Given records
☆ ☆ ☆ ☆ ☆
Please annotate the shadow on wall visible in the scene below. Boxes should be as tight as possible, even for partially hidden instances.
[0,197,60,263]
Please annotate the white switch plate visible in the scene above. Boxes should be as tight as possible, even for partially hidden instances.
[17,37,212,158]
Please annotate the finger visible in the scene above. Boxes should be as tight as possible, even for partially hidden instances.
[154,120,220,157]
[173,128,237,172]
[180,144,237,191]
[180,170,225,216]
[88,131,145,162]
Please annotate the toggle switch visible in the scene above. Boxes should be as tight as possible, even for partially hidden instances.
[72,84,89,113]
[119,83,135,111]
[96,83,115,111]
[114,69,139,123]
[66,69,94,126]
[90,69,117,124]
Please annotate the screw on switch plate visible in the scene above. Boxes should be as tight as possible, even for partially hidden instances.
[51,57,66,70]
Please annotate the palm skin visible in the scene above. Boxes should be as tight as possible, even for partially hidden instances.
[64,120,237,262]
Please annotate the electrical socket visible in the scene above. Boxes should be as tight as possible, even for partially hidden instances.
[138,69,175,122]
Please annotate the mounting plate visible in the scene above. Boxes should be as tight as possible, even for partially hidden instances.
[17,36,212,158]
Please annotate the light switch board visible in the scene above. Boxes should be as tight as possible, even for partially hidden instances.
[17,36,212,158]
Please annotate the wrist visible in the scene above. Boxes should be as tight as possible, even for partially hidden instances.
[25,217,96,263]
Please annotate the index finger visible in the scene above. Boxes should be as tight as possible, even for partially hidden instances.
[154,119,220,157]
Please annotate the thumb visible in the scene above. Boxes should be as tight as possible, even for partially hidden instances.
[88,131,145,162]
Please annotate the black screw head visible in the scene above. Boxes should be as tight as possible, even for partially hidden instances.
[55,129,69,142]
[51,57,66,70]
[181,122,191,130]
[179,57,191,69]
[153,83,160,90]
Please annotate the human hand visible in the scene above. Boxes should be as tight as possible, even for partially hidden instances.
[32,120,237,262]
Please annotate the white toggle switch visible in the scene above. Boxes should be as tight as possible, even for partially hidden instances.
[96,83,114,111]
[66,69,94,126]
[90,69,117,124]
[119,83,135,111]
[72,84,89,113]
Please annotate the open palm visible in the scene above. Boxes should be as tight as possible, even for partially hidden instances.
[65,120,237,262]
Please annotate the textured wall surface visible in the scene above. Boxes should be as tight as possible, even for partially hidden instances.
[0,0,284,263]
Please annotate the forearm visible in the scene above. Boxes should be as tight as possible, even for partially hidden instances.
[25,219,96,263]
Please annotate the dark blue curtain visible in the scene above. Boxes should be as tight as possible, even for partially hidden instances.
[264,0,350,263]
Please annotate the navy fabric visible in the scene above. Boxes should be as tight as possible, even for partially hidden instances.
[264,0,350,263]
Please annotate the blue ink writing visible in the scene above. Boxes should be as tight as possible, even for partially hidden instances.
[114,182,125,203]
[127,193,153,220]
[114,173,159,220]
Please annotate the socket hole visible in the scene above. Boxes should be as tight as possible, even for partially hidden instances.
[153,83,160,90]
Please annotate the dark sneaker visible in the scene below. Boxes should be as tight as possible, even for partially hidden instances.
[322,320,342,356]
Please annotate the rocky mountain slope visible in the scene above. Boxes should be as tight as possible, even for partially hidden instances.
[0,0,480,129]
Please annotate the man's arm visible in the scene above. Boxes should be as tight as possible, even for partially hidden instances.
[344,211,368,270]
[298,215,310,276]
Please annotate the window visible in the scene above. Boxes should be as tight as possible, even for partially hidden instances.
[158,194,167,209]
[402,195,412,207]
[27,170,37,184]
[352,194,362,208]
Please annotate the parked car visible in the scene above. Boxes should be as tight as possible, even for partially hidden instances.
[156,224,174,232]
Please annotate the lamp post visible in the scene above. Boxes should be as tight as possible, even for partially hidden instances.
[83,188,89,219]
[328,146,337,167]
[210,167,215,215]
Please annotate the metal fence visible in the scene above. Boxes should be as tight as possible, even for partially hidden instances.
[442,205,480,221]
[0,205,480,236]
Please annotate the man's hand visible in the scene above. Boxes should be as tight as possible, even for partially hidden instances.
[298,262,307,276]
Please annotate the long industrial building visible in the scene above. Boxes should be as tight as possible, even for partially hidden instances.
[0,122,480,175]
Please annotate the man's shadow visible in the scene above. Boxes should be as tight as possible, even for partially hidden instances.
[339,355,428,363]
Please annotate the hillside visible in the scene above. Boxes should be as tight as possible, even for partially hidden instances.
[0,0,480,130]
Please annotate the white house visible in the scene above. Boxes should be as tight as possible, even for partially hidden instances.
☆ ☆ ☆ ☆ ☆
Exercise requirements
Copy the listing again from the line containing "Please annotate the man's shadow" through the end of the listing, requests included, and scale every bounding-box coordinate by 0.8, rounding to whole numbers with halves rounded up. Give only those lines.

Output for this task
Please annotate the man's shadow visible in the scene above. Boxes should be as tight as possible, even for partially hidden instances.
[271,284,342,290]
Please annotate the hillside visible in the scene above. Boxes should be as tight as possible, even for partially hidden instances.
[0,0,384,104]
Please annotate the white house visible in the scene above. Boxes should be as tight as possible, even for partially hidden instances.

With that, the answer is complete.